#### RAW DATA ####

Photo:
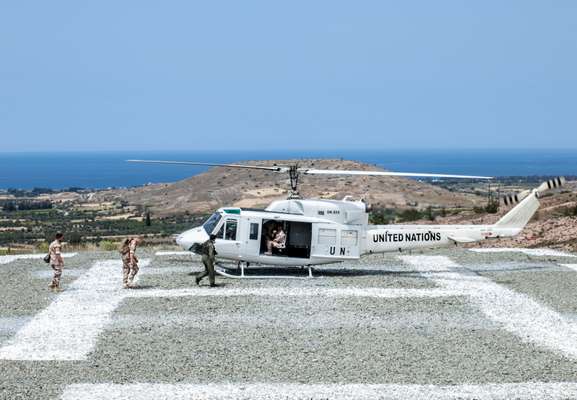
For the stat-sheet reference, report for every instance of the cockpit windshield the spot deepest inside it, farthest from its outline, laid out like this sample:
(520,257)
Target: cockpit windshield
(211,223)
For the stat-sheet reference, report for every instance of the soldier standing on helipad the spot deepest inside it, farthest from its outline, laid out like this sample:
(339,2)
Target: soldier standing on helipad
(208,259)
(129,261)
(56,260)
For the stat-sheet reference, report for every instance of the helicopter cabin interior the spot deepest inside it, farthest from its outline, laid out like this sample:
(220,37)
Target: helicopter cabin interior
(284,238)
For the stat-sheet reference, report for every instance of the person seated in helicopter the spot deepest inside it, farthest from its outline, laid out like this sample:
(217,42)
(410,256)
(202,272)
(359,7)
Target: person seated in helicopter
(278,241)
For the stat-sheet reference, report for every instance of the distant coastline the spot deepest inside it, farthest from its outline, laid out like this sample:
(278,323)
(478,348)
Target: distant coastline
(99,170)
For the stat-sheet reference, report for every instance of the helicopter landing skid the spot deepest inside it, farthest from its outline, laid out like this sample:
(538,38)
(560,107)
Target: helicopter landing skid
(241,273)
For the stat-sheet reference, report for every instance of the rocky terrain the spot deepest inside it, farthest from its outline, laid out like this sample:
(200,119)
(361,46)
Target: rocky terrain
(554,225)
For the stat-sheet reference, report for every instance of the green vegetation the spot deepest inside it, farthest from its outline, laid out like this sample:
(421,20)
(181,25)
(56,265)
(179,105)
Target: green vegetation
(29,225)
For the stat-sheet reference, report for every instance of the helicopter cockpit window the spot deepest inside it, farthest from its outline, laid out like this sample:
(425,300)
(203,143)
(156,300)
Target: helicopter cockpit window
(230,230)
(211,223)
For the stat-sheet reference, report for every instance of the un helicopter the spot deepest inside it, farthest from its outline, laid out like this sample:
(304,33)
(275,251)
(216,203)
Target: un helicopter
(321,231)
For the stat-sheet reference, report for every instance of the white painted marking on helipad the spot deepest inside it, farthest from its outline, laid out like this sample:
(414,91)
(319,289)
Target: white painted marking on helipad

####

*WHAT YOU HAVE TO DO*: Reproduce every line of the records above, word for word, but leave out the pictures.

*RESULT*:
Photo:
For the stat-sheet reference, report for every instance of the cockpit windshield the spot deepest inside it, farthest from its outline, laid out like this sample:
(520,257)
Target: cockpit windshield
(211,223)
For the stat-sheet reference, report for every instance of the soldier standing on helipad the spot deepest inside it, farthest from its outline, laid out like this sample:
(339,2)
Target: soldier standing on helipad
(208,259)
(129,261)
(56,260)
For the stat-sheet reference, report for every instance of the helicopter cabin interior the spot deepest inside it, farthest from its outline, laid out like this sample:
(220,37)
Target: helicopter cabin interior
(284,238)
For the stat-sheet reference, report for every instance of the person seated in helicopter the spot deepest inside it, farthest from its outline, laid out like this sample:
(217,42)
(410,256)
(202,272)
(359,7)
Target: person seated in helicopter
(278,241)
For the stat-sheet reference, report for every instance of the distant coastline the spot deepest inside it, farthest from its outline, laid out like this sample:
(278,323)
(478,348)
Target: distant coastline
(99,170)
For the stat-sheet reference, report for every instance of the helicopter landing skid the spot deepest inside it, farthest from its outline, laid out like this sample:
(538,38)
(560,107)
Target: helicopter landing skid
(241,273)
For the stat-sheet reference, report for every instance of the rocky terrain the spot deepest inside it, farthest from its outline, laid out like this sample:
(200,119)
(361,46)
Target: rocky terrain
(554,225)
For the stat-sheet reference, report for every instance of the green vegetation the spot deepest inside it, farthest from its outline, laid out like this sample:
(421,20)
(181,25)
(56,265)
(179,105)
Target: green vegetation
(29,225)
For the stat-sheet reference, report for every instance of the helicopter cockpit window the spot deepest inside it, farthest from its outline, laid out like this sample:
(425,300)
(203,143)
(156,300)
Target: helicopter cockpit window
(230,230)
(211,223)
For the stat-sheet reference, report for every instance of the un helicopter the spot deepest inside it, farthest from its outline, laid out like this sample:
(304,33)
(275,251)
(216,203)
Target: un helicopter
(321,231)
For the stat-sheet reference, report for every instance of the white painted marking on helipad the spot deepest inside it, farthest from its outline, laid out like this sample:
(414,91)
(319,289)
Target: white painted marking on helipad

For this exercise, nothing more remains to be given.